---------- Extrait fourni
Bien qu'ayant développés des systèmes de communication interne, les dotations en matériel de transmissions militaires participent à fragiliser la sécurité de l'Etat à travers le cyberespace. Les risques encourus sont la rupture - intentionnelle ou non - de la chaine de communication pour le cas d'opérations sur le terrain. Pour le cas des appareils de surveillance et de prise d'information comme les avions de reconnaissance - ou éventuellement des drones de surveillance - l'intrusion dans leur système procure des informations sur les objets de la surveillance, savoir ce que prépare l'armée, et probablement quelle stratégie ils comptent employer. Sachant qu'une grande partie des communications de ces Etats transite encore par satellite, dont les puissances industrialisées ont un control total, la confidentialité des communications militaires est remise en question, puisque le secret constitue une caractéristique principale de la réussite d'une opération. Avec la problématique des logiciels espions embarqués dans les appareils, la principale vulnérabilité réside dans l'intégrité des communications et de l'action militaire et la confidentialité du secret défense.

En tant que fabricants, fournisseurs et gouvernants dans la chaine de fonctionnement du cyberespace, les Etats développés et les firmes multinationales construisent une dépendance des forces de sécurité et de défense qui fausse toute perspective d'autonomie et stratégique des Etats de la CEEAC. Dans la définition du champ de Pierre Bourdieu, on peut comprendre les actions des pays développés à l'égard des pays africains comme des stratégies visant à s'approprier « les profits spécifiques qui sont en jeu dans le jeu » en le faisant fonctionner à leur avantage117(*). Ceci renforce l'idée selon laquelle la dépendance à l'égard d'un acteur pose des problèmes stratégiques118(*).

Au terme de ce chapitre il en ressort que internet et le cyberespace constituent des facteurs de remise en question de la stabilité de l'Etat et de la sécurité nationale. L'analyse du nouveau rôle d'internet pendant les périodes électorales laisse transparaitre la place qu'il occupe désormais dans la vie politique des Etats de la CEEAC. Devenu un élément central dans le système de communication des populations et de l'Etat, s'érigeant progressivement en source d'information centrale des citoyens, la construction de l'insécurité des Etats de la CEEAC dans le cyberespace peut s'analyser par l'extraversion de la gestion d'internet, qui est une conséquence du retard technologique et du manque de moyen financiers. Ceci est principalement explicité dans les risques d'espionnage et dans l'entrave à l'autonomie stratégique des Etats qu'entrainent les dépendances techniques et économiques. Malgré ces inconvénients qui caractérisent le déploiement des technologies numériques en Afrique Centrale, il n'en demeure pas moins vrai que le cyberespace peut constituer dans une autre perspective un terrain opportunité pour le renforcement de la sécurité des Etats, qui peuvent procéder par des actions souverainistes ou dans un cadre de coopération commun.
--------------------
---------- Données enregistrées
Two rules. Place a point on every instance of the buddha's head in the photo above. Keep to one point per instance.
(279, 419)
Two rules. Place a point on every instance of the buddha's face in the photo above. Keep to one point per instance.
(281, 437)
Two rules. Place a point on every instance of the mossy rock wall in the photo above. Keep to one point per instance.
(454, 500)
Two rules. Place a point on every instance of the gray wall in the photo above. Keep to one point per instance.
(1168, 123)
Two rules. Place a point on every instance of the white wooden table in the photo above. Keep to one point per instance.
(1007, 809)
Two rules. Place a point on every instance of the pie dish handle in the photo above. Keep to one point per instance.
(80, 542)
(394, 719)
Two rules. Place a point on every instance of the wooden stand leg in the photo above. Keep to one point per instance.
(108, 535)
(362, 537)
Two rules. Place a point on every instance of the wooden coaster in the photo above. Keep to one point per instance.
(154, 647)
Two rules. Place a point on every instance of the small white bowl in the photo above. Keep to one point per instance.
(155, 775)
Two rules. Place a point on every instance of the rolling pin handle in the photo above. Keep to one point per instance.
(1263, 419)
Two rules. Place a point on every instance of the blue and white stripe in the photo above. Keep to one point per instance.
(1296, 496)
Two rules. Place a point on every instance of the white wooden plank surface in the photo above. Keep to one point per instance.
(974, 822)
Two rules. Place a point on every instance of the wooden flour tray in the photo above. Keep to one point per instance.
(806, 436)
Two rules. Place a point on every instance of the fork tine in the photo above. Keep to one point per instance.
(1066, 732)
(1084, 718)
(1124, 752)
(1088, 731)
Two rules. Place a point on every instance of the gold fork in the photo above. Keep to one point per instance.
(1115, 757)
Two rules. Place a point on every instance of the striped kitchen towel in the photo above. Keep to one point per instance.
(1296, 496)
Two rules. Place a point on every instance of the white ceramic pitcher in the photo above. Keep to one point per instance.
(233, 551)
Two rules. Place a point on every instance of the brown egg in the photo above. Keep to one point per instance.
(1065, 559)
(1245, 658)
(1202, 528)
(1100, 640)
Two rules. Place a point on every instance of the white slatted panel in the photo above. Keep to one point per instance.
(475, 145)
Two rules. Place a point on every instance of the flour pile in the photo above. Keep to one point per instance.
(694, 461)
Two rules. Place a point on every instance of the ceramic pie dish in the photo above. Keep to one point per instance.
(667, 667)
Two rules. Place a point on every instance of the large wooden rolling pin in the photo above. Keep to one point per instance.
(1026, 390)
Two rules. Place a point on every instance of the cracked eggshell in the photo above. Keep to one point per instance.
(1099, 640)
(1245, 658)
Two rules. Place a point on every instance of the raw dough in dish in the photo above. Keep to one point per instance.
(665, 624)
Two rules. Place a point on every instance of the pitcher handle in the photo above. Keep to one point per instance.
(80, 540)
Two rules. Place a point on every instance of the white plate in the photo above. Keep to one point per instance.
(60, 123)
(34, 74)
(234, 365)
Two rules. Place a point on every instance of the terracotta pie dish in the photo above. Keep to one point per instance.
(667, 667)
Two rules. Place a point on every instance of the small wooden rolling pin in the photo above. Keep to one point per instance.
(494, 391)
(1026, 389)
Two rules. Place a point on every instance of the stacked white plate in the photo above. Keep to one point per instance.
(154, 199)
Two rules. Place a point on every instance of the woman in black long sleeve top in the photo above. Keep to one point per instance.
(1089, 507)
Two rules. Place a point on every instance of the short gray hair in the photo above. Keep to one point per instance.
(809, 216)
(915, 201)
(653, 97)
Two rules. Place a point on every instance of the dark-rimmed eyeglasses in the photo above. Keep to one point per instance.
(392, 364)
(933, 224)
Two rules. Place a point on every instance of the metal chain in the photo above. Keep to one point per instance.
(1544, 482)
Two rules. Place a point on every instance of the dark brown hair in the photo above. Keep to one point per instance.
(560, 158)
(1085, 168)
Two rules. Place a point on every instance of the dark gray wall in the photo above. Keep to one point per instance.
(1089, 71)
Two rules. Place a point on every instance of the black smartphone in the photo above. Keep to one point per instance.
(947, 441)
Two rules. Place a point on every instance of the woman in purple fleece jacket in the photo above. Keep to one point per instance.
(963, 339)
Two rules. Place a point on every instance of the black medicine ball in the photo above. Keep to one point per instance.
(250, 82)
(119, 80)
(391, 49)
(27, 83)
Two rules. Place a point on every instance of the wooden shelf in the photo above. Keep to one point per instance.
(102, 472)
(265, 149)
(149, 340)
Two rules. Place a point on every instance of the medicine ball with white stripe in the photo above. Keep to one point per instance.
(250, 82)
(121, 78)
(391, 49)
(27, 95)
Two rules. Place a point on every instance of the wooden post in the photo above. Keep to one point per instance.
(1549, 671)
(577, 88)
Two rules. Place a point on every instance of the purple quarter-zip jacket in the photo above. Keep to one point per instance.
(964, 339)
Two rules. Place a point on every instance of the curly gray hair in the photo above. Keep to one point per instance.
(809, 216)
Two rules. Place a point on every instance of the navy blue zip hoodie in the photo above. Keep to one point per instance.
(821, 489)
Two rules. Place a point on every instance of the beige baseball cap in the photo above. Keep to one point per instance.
--------------------
# Tâches et exercices:
1. Réécrivez le passage de l'extrait fourni qui va de « En tant que » jusqu'à « des problèmes stratégiques118(*). », en substituant « entreprises multinationales » à « firmes multinationales ».
2. D'après l'extrait fourni, par quel moyen transite encore une grande partie des communications des Etats évoqués ?

# Corrigé des exercices:
1.
En tant que fabricants, fournisseurs et gouvernants dans la chaine de fonctionnement du cyberespace, les Etats développés et les entreprises multinationales construisent une dépendance des forces de sécurité et de défense qui fausse toute perspective d'autonomie et stratégique des Etats de la CEEAC. Dans la définition du champ de Pierre Bourdieu, on peut comprendre les actions des pays développés à l'égard des pays africains comme des stratégies visant à s'approprier « les profits spécifiques qui sont en jeu dans le jeu » en le faisant fonctionner à leur avantage117(*). Ceci renforce l'idée selon laquelle la dépendance à l'égard d'un acteur pose des problèmes stratégiques118(*).

2. Par satellite.